**Textabschnitt**
Hans Kruschwitz' Kritik an Christian Krachts »totale[r] Ironie« in der aktuellen Ausgabe des Merkur [1] bietet die eine oder andere Anregung um auf Faserland zurückzukommen.

Zum einen ist es ärgerlich, dass jene Deutung, wonach das Ende von Faserland als Suizid anzunehmen sei, als Tatbestand referiert wird – »der Schnösel, der hier vom äußersten Norden bis in den äußersten Süden Deutschlands reist, um in der Schweiz Selbstmord zu begehen«, wie Kruschwitz unterstellt. Dabei fragt die Hauptperson auf der letzten Seite des Romans schließlich nur einen in einem Ruderboot an einem Schiffsanleger dümpelnden Mann, ob er ihn »auf die andere Seite des Sees rudern würde«. Nachdem dieser einwilligt, heißt es weiter: »Ich steige ins Boot und setze mich auf die Holzplanke, und der Mann schiebt die Ruder durch diese Metalldinger und rudert los. Bald sind wir in der Mitte des Sees. Schon bald.« [2] Mit diesen Sätzen endet der Roman.

Man kann dieses offene Ende als Verschwinden deuten, als ein Sich-Verlieren in der Mitte des Zürichsees, aber vielleicht auch als Umkehr der Reiserichtung, als begonnene Rückkehr (gen Norden, vielleicht auf jenen anderen See, den Bodensee, weisend), doch bleibt es letztlich unbestimmt. Der Protagonist rudert nicht selbst, aber vielleicht mag auch so die Tätigkeit des Ruderns dem einfacheren Motiv des ›Gang ins Wassers‹ (vom Ufer aus, von einer Brücke) widersprechen. Auch verwiese die Rudertätigkeit vielleicht auf die alle Werke verbindende »Motivation des Autors« Kracht, als welche Kruschwitz »Trauerarbeit zu leisten« ausmacht – wie viele Autor_innen im Nachgang zu Krachts Frankfurter Poetikvorlesungen, siehe etwa Felix Stephan in der SZ vom 16. Mai 2018 unter dem Titel ›Christian Kracht. Leiden und Werk‹. [3] Der Protagonist besucht den Friedhof von Kilchberg, sucht das Grab Thomas Manns, findet es nicht und steigt dann den Hügel hinab zum Seeufer. Dann wäre vielleicht der Friedhofsbesuch der Schlusspunkt der Trauerarbeit und das Zurückrudern schon ein Aufbruch zu etwas Neuem, ein Teil des Rückwegs (auch wenn dieser in sospeso, ›in der Schwebe‹ bliebe). – Dies sind alles nur Interpretationen – Das Bild des hiatus, der Schwebe/Aufhebung – gleichzeitig der Kluft und wie man sie (aus)fülle – ist dann am eindrucksvollsten in Imperium zu finden; in der memorablen Szene, in der der hoffnungsfrohe, baldgetraute Lützow beim lässig-eleganten Sprung über die Reling, von einem Oberdeck auf das danebenliegende, abrutscht und im Zwischenspalt zwischen zwei Schffswänden zermalmt wird.

**Eingabedaten**
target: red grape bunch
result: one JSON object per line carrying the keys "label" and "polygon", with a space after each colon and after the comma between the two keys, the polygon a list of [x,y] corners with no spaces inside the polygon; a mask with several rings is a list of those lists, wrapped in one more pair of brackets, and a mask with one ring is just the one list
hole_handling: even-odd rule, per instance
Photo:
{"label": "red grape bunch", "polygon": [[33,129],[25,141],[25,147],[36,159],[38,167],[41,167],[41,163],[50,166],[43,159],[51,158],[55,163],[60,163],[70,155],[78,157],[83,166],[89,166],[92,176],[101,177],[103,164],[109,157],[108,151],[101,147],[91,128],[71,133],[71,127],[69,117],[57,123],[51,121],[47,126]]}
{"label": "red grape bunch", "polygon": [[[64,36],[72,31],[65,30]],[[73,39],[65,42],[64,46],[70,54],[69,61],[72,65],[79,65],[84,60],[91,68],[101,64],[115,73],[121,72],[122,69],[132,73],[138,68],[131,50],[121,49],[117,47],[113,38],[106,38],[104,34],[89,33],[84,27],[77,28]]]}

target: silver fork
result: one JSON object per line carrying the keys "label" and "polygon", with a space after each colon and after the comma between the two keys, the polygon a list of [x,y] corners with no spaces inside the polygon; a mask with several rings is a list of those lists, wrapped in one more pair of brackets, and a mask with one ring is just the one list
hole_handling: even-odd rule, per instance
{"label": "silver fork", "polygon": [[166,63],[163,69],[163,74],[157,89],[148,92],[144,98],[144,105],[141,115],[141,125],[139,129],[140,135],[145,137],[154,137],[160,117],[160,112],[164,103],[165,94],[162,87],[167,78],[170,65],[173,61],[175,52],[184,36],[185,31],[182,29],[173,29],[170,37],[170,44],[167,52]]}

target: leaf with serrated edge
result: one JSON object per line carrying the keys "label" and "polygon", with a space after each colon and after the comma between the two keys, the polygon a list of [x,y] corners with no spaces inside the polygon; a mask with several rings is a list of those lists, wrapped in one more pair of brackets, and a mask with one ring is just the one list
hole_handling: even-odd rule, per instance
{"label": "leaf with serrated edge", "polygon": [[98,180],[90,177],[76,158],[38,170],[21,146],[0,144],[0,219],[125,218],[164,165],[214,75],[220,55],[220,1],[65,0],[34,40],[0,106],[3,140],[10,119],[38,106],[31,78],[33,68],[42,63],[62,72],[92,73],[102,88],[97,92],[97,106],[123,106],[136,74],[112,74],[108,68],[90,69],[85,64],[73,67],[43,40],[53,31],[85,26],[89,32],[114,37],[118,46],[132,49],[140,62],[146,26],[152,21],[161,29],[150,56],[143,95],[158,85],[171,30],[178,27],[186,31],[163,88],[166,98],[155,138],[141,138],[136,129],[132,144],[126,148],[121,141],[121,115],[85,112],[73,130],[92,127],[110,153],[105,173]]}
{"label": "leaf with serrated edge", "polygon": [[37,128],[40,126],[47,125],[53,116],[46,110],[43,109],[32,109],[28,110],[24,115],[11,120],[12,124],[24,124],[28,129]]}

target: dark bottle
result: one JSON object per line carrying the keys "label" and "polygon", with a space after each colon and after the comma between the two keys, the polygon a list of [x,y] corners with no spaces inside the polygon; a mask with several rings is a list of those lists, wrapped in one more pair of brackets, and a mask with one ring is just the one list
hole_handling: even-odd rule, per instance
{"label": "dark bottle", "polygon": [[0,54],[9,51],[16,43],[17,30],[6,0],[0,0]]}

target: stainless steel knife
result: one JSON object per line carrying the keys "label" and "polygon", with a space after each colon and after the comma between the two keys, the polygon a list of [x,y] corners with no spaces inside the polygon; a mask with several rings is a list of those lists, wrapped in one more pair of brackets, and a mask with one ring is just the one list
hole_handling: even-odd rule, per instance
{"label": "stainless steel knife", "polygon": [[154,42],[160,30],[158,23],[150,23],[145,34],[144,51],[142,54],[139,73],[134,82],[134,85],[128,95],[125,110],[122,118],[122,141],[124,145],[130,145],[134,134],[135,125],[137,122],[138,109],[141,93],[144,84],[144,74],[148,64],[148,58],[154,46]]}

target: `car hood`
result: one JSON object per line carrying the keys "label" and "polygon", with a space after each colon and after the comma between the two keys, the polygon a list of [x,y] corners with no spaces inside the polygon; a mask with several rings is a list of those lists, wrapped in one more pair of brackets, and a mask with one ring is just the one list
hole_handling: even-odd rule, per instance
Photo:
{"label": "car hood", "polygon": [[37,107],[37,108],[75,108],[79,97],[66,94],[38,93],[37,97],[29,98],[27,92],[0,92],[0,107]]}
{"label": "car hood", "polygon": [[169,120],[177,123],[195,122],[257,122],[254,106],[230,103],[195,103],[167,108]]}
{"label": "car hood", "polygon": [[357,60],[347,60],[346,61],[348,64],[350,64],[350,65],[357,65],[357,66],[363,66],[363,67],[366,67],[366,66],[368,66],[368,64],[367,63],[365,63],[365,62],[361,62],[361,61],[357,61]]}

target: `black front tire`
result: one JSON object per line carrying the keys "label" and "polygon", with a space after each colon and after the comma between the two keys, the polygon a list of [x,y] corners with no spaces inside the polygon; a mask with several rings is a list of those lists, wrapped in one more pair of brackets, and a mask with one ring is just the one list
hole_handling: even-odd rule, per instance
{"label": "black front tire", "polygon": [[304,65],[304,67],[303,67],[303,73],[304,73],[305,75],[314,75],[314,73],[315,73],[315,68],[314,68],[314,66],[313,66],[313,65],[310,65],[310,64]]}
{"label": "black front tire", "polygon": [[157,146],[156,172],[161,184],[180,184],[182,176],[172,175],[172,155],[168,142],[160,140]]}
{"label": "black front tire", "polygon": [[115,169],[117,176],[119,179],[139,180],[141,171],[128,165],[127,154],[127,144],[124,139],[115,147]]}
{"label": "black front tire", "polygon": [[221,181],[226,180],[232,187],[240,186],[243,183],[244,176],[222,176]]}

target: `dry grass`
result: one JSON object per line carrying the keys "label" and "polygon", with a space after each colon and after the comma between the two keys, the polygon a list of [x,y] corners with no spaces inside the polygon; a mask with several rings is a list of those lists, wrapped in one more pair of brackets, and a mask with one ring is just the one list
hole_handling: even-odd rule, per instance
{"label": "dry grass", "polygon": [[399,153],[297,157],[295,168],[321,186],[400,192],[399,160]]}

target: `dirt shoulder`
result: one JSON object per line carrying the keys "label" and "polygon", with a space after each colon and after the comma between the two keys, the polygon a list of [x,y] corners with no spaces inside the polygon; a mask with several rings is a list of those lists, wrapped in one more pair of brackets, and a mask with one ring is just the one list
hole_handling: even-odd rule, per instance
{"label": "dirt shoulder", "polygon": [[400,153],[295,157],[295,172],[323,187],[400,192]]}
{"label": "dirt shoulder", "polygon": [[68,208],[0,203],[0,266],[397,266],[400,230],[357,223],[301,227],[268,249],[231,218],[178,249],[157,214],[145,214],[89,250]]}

**Aufgabe im Detail**
Führe den Textabschnitt über das Ende von Christian Krachts Roman Faserland im Anschluss an seinen letzten Satz fort.

**Lösung der Aufgabe**
Kruschwitz gebraucht zweimal den Begriff »Formverlangen« für Krachts Erzählstil. Das scheint passend und ich frage mich, in welchem Spannungsverhältnis der Begriff mit jenem des ›Erfahrungshungers‹ stehe. Dabei denke ich an eine andere ›Deutschlandreise‹, jene Wanderung Michael Holzachs von Hamburg an den Bodensee und zurück im Jahr 1980, die in dem Buch Deutschland umsonst seinen Niederschlag fand, an die Bedeutung, die auch hier die Internatsjahre spielen. Und an weitere, immer leicht abgründige Erzählungen und Verfilmungen des Genres Gehen/Reisen durch D. (Werner Herzogs Vom Gehen im Eis, Peter Fleischmanns Die Hamburger Krankheit).

Die unvermittelten NS-Bezüge in Faserland, die Kruschwitz zur »Methode Kracht« zählt, wären vielleicht noch einmal gewinnbringender an jener Stelle zu vertiefen, wo die Beziehung zu Uwe Kopf, der in Faserland als »ein ziemlich harter Nazi« (siehe untenstehenden Eintrag vom 1.5.18) bezeichnet wird, sich andeutet, die Kurzschlüsse von Fiktion und Kommunikation, ihr double-bind mit realen Personen. (Ich weiß nichts davon.)
»Trauerarbeit« und »Formverlangen«, also; dazu die Brechung, der Einbruch. Kruschwitz spricht von »Doppelbindungen«.



2018-08-08
literaturen, interpretation,
faserland

[1] https://www.merkur-zeitschrift.de/2018/07/25/wollt-ihr-die-totale-ironie-warum-christian-krachts-texte-nicht-harmloser-geworden-sind/
[2] Christian Kracht, Faserland. 16. Auflage München 2013, S. 158.